- _WORK INSTRUCTION 1_:
Summarize the forum post about the howling malamute pup in two sentences.
- _WORK INSTRUCTION 2_:
Resume the forum post about the howling malamute pup, carrying it on from its final sentence.

# Alaskan Malamute Pup... Howling when alone



## Azrellion (Apr 28, 2014)

Hello, 

New to the forums and i am just asking about my new pup hoping some fellow mal owners might be able to give me some piece of mind... lol

I bought a malamute pup last Saturday he was 13 weeks when we bought him 14 now... Hes doing really well with his training as they are intelligent anyway and he has a great temperament.

Now the question is when we go out to do things in the day like shopping or errands or whatever were doing (im a student and my wife is self employed so we are in alot) Our pup howls ALOT we left the house for an hour earlier and i recorded him and 40 mins out of the 1 hour we were away he did nothing but howl... i know the neighbours don't really mind as ive spoke to them and they understand hes a pup and no im not crate training him... hes gonna be free to run the house once hes house trained so i see no need to crate train and he will get plenty of exercise once hes vaccinated (which is killing me waiting btw i just want to take him for a walk with all this lovely weather)

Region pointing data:
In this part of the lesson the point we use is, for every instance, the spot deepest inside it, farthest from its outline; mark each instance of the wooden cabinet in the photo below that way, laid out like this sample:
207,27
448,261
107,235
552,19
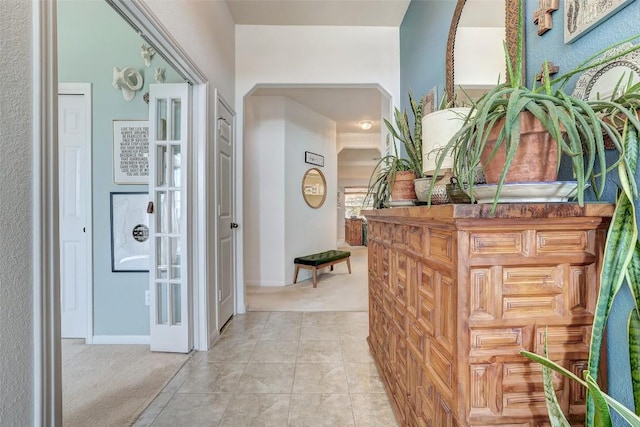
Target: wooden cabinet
455,294
353,231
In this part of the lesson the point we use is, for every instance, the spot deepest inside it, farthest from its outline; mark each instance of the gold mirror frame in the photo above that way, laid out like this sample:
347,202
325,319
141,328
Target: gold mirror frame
511,36
314,193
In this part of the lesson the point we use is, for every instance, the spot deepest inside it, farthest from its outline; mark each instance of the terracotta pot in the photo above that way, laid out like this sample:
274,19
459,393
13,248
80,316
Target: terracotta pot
536,158
403,188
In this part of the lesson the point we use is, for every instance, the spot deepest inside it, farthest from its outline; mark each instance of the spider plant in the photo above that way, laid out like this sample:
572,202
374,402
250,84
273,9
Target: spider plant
402,133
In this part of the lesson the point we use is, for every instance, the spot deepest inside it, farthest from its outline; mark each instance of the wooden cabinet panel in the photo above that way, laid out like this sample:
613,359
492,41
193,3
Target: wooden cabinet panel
456,294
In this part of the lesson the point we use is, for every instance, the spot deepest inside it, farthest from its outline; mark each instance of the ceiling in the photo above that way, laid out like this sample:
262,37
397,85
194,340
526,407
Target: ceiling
384,13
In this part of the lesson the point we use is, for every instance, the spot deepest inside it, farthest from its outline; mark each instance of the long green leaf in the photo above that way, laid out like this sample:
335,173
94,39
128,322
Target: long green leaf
630,417
621,241
556,416
633,331
602,417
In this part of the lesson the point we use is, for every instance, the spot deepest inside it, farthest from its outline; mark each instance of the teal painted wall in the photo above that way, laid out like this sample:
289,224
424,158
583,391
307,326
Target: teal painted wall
422,66
551,47
92,39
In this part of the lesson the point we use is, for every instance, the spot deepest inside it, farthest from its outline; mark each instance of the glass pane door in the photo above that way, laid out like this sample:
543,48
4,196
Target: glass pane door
167,161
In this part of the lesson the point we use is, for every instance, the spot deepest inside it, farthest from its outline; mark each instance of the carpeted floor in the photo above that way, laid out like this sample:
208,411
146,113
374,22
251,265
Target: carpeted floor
337,290
110,385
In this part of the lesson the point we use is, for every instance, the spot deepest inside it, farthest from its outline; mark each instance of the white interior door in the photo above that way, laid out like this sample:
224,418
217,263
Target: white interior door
74,139
168,190
226,213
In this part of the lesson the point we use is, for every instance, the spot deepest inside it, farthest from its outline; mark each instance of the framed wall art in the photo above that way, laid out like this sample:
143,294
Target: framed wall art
581,16
131,151
129,232
313,158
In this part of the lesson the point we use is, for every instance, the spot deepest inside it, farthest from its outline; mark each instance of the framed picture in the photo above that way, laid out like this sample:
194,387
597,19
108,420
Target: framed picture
580,16
131,151
313,158
430,101
129,232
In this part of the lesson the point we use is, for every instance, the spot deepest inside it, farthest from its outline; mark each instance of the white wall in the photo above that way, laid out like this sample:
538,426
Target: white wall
264,198
16,218
206,32
291,55
279,225
308,230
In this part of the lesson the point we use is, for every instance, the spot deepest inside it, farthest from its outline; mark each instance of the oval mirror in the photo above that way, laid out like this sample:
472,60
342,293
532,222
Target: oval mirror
314,188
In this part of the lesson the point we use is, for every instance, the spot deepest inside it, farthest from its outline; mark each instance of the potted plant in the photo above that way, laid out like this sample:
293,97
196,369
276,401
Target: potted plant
513,128
394,175
576,129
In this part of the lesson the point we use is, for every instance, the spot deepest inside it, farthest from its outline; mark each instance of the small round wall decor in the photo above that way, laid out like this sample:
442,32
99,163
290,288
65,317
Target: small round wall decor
140,233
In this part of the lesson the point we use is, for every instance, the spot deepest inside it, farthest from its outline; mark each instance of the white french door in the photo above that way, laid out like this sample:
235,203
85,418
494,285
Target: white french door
168,184
226,275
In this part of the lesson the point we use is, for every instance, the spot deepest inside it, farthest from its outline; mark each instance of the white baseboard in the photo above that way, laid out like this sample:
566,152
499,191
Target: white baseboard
121,339
263,283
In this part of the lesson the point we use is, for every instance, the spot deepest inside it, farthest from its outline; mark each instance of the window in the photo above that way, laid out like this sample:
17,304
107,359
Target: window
354,198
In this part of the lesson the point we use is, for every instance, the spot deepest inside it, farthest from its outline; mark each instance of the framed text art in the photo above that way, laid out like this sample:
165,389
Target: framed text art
581,16
313,158
131,151
129,232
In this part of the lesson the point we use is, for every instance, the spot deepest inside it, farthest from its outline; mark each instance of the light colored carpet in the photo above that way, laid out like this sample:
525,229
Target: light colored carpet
337,290
110,385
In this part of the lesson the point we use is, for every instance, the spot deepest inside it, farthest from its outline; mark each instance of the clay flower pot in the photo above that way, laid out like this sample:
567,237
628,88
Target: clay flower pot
403,188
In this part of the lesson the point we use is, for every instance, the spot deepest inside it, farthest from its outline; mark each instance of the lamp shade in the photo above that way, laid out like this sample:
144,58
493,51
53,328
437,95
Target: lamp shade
437,129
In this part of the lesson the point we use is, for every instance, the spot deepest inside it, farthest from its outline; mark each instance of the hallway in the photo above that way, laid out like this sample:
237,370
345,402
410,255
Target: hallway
279,369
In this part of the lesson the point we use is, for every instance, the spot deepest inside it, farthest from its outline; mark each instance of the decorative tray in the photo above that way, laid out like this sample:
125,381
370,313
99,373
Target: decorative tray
526,192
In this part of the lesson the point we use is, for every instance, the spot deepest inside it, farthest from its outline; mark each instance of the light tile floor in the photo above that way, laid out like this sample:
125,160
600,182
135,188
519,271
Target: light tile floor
279,369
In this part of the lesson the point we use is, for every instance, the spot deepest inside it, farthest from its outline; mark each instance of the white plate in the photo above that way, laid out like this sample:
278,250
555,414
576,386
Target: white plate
526,192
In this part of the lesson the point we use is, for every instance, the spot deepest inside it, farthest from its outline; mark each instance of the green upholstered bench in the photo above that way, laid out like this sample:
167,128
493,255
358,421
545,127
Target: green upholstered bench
321,260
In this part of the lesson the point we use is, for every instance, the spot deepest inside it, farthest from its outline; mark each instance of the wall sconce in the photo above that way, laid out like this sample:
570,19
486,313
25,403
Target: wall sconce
128,80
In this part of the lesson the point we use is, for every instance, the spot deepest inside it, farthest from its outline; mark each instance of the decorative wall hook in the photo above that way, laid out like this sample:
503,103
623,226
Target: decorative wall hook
553,69
128,80
159,75
147,52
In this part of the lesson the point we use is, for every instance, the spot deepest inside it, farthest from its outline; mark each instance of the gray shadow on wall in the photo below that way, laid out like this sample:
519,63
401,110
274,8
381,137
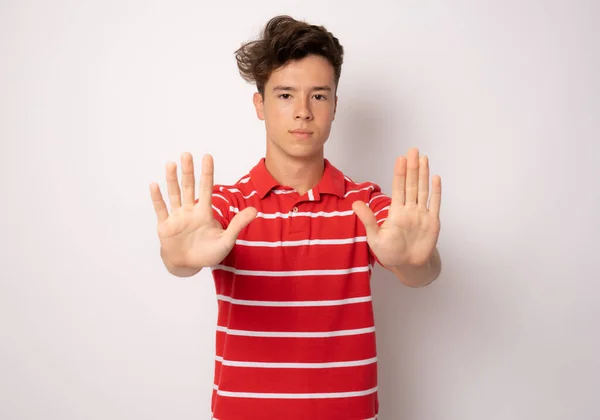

- _RESULT 1_:
A new forum member bought an Alaskan Malamute pup at 13 weeks old, and he is doing well with his training and has a great temperament. When the owners go out, the pup howls a lot, including 40 minutes of a recorded one-hour absence, though the neighbors understand and the poster is not crate training him.

- _RESULT 2_:
At night he sleeps in the room with us but on the floor not the bed this is because we have a toddler so his howling at night will keep her up, we did try letting him stay in the kitchen (where we keep him in the day why we are out) with a baby gate but he just howls and its super loud... We don't mind him sharing the bedroom and he knows hes not aloud on the furniture so thats not a problem... My only question is, is he likely to grow out or atleast calm the howling down a bit as he gets older as its going to get louder i assume and i dont want the neighbours to realise hes not a pup and still howling ALLLL THE TIMEEEE when we go do errands :/ He never howls when we are with him or even if hes behind the baby gate and can see us its only when we are out of site...

Just want to know if you guys have ever had the same problem i assume its just because hes not use to being alone yet just want the piece of mind and yes i know they howl alot as its just the breed im fine with that i just want him to be able to settle when we are not there i dont want him 100% dependant on us


----------



## Sled dog hotel (Aug 11, 2010)

Azrellion said:


> Hello,
> 
> New to the forums and i am just asking about my new pup hoping some fellow mal owners might be able to give me some piece of mind... lol
> 
> ...


All pups can get stressed about leaving Mum and littermates and finding themselves alone in a new strange place so can become clingy.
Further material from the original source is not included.